▶ GOAL OF THE EXERCISE
Which lines of the records contain the word "with"? Locate each one and copy it in full, treating uppercase and lowercase as different.

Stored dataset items
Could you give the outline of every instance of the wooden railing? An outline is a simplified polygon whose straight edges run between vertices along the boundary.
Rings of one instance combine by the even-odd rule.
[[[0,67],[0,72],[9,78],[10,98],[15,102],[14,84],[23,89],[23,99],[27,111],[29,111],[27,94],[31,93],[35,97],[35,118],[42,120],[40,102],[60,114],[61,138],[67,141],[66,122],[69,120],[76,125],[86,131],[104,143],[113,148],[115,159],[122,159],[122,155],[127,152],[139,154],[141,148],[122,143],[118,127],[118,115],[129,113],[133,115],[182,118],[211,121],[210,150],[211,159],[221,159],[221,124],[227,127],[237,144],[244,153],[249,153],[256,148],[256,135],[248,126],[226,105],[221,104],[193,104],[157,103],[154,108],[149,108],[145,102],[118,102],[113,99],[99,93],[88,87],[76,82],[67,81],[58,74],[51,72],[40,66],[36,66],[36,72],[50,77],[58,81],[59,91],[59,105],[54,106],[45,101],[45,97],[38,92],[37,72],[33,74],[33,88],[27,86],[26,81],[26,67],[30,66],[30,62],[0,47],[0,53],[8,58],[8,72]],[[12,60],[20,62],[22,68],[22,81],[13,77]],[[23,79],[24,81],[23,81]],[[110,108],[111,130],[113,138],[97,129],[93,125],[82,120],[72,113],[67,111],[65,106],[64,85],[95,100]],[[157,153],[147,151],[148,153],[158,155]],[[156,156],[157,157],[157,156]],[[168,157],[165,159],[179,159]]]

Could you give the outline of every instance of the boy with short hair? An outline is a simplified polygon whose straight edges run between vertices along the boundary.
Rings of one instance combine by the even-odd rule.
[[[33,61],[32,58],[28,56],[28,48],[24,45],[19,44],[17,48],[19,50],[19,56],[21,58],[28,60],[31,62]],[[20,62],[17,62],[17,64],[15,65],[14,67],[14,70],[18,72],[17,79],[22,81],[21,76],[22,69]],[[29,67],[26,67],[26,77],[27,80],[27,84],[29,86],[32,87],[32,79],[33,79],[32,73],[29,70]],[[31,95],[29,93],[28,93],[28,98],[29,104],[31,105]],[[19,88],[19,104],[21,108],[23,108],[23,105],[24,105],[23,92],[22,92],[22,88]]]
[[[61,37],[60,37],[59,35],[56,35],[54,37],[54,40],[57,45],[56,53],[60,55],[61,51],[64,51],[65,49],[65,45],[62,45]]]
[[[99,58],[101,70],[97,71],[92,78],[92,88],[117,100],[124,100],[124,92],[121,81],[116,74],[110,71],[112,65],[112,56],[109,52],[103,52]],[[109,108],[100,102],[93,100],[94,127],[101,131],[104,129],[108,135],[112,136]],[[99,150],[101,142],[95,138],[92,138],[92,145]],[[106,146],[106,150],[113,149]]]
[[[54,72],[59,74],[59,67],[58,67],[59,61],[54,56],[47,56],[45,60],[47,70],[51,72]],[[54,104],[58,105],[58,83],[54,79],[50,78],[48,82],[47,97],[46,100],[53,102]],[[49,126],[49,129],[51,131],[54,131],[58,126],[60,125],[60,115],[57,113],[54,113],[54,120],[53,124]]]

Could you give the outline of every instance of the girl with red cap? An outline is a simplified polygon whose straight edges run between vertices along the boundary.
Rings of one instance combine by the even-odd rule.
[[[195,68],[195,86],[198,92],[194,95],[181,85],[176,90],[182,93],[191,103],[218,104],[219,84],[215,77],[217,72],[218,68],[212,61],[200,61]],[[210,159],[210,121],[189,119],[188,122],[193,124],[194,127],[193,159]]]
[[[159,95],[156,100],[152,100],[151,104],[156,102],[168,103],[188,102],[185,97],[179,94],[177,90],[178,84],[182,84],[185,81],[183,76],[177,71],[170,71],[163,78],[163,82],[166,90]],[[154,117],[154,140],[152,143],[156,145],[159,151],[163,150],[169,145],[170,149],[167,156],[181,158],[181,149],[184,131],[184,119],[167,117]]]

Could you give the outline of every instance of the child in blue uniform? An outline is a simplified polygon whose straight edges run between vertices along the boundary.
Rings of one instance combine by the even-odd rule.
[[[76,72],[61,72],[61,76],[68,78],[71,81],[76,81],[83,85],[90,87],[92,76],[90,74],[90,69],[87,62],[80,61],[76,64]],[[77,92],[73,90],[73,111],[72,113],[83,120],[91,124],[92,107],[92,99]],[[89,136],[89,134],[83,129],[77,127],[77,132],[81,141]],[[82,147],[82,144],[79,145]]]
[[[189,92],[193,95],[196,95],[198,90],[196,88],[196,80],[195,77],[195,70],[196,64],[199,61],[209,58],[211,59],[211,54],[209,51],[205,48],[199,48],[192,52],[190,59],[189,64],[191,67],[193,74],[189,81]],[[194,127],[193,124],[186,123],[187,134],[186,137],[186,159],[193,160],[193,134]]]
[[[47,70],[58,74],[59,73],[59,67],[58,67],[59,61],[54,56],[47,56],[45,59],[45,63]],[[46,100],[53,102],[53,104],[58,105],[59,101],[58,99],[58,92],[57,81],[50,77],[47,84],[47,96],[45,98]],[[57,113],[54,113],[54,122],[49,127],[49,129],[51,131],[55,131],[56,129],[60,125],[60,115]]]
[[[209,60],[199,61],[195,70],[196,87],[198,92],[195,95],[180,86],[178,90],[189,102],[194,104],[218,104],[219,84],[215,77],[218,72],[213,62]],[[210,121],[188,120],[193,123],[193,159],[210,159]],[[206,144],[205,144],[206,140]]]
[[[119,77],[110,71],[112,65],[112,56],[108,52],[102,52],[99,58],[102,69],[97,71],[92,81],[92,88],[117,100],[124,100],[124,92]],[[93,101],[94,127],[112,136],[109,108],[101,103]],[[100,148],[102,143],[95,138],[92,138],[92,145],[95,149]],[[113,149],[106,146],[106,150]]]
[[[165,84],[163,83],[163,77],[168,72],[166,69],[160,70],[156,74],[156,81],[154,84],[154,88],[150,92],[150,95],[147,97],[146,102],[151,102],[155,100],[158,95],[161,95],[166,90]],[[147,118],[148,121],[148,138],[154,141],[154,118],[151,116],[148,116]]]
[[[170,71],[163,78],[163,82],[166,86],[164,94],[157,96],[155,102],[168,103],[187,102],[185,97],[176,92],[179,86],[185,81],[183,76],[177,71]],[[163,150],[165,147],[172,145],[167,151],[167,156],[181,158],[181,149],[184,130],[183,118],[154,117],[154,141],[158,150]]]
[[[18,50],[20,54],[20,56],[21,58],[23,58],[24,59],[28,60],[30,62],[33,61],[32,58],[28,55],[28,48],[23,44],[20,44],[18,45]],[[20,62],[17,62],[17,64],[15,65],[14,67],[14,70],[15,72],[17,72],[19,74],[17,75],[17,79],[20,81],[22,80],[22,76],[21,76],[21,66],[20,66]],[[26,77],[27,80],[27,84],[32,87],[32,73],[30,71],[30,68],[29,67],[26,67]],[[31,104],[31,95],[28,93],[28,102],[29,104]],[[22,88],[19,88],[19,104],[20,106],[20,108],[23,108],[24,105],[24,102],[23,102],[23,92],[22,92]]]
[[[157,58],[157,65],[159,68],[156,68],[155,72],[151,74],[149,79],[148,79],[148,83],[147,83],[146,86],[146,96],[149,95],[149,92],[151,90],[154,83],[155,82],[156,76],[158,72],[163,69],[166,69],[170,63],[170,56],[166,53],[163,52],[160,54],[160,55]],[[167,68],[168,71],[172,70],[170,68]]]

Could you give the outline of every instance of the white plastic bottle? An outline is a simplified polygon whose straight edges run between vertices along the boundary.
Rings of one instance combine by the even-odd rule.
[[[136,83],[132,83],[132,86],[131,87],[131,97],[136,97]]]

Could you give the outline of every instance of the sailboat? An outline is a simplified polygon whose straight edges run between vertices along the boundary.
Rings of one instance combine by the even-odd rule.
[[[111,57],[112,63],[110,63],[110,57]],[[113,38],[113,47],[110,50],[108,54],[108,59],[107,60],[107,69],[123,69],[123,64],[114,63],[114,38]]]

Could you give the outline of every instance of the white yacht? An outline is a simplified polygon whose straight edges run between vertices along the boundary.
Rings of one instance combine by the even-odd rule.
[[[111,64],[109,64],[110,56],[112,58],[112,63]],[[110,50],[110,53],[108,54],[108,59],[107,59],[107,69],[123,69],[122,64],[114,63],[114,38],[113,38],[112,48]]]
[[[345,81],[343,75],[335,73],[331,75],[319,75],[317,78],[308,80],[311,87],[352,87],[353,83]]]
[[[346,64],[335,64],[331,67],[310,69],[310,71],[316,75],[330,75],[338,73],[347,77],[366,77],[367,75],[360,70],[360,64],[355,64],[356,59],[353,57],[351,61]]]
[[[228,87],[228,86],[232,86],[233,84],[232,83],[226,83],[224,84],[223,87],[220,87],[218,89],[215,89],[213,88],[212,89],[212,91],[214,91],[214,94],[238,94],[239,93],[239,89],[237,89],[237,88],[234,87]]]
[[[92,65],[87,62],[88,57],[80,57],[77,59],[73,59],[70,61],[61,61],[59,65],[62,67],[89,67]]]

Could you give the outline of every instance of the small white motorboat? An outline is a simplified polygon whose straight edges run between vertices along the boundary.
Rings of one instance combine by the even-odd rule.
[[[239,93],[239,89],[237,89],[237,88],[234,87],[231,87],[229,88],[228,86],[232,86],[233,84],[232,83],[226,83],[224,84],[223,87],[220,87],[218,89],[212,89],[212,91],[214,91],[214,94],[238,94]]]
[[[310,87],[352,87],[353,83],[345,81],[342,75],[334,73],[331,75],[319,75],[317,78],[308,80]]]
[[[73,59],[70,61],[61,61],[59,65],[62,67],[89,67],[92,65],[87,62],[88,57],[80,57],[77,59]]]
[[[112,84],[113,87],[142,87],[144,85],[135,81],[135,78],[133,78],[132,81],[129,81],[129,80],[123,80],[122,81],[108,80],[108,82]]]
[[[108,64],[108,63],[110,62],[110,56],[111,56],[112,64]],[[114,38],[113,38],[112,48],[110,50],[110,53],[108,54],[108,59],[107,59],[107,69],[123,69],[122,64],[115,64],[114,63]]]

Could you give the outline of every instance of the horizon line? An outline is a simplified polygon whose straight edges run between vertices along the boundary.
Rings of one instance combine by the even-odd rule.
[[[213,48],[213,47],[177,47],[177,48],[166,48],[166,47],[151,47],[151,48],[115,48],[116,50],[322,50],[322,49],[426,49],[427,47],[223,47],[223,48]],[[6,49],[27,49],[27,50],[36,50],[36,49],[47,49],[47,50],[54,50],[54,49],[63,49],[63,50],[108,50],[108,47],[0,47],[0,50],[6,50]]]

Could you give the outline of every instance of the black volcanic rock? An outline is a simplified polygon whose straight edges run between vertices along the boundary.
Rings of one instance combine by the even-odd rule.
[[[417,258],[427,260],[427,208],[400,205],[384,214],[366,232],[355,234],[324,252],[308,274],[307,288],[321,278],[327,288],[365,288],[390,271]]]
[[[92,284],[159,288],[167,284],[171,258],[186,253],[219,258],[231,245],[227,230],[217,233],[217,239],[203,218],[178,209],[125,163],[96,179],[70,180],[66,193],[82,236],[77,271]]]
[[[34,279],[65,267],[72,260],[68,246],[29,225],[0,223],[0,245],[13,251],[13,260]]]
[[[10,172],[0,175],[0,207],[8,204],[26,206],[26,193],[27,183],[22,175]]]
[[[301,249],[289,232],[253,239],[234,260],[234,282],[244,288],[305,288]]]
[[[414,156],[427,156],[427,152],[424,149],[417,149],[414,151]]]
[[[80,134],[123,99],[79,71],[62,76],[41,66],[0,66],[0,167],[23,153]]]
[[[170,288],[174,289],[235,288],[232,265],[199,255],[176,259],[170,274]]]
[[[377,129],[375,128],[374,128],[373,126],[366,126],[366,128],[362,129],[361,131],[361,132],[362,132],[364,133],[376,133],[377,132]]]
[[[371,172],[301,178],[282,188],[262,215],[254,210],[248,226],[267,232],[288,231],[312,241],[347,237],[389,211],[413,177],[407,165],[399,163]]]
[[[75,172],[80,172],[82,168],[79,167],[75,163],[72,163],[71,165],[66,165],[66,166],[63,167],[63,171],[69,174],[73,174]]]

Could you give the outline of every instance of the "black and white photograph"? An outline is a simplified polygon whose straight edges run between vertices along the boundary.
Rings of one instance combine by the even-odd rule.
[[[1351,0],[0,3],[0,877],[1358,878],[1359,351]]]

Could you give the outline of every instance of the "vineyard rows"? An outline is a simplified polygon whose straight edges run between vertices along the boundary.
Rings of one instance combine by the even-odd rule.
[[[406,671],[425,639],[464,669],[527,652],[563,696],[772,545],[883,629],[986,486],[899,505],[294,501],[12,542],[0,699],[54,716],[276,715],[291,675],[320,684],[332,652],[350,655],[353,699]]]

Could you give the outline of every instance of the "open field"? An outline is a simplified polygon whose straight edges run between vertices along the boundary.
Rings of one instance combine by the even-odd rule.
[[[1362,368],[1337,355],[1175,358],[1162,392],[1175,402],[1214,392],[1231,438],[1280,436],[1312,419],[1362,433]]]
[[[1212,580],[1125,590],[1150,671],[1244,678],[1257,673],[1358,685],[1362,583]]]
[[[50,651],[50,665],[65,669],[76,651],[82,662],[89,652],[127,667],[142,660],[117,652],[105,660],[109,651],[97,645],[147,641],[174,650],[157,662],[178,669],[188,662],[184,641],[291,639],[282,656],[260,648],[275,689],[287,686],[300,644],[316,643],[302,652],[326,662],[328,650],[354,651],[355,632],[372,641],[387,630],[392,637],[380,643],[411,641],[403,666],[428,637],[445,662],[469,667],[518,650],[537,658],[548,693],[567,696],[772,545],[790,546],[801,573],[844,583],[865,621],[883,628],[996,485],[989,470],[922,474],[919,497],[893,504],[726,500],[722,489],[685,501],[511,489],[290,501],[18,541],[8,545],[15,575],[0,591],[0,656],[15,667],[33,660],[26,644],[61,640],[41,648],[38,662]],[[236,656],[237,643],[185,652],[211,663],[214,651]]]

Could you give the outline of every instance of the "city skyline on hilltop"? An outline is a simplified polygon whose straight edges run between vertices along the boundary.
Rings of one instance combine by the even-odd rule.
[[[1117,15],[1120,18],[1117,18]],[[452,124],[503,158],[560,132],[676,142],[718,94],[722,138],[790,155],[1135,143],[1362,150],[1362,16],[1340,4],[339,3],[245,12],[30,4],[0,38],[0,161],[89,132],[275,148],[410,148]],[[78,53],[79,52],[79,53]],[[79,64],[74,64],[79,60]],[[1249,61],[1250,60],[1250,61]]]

▶ COMPLETE RESPONSE
Could you give the outline of every instance of the boy with short hair? An outline is a simplified polygon whose straight edges run between vertices along the boundary.
Could you give the outline of every instance of the girl with red cap? An outline is a simplified polygon whose straight edges run between vertices along the boundary.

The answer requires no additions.